### Work to complete
Drop the images; return everything else in the listing below exactly.

### Input

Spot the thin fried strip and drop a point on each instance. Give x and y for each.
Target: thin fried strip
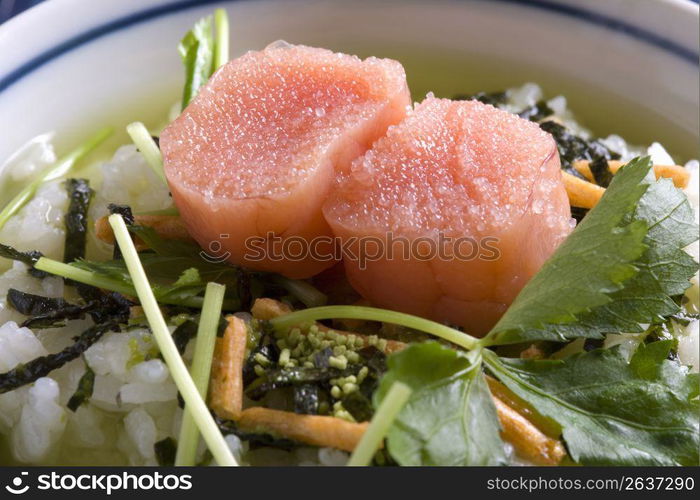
(226, 386)
(528, 440)
(581, 193)
(680, 175)
(315, 430)
(169, 227)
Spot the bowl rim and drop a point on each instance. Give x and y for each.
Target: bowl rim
(165, 7)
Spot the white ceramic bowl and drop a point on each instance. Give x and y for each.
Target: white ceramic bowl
(628, 66)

### Finished answer
Spot the thin fried strip and drop a point on each instance. Give x and y for each.
Target: thin fried strip
(226, 386)
(528, 440)
(581, 193)
(680, 175)
(315, 430)
(169, 227)
Spot the bowl rim and drop a point on each instance. Give x and y for each.
Target: bowl rim
(165, 7)
Spot the white ceramic bowl and drop a point on each instance. Give x and y for each.
Target: white ceramic bowl
(628, 66)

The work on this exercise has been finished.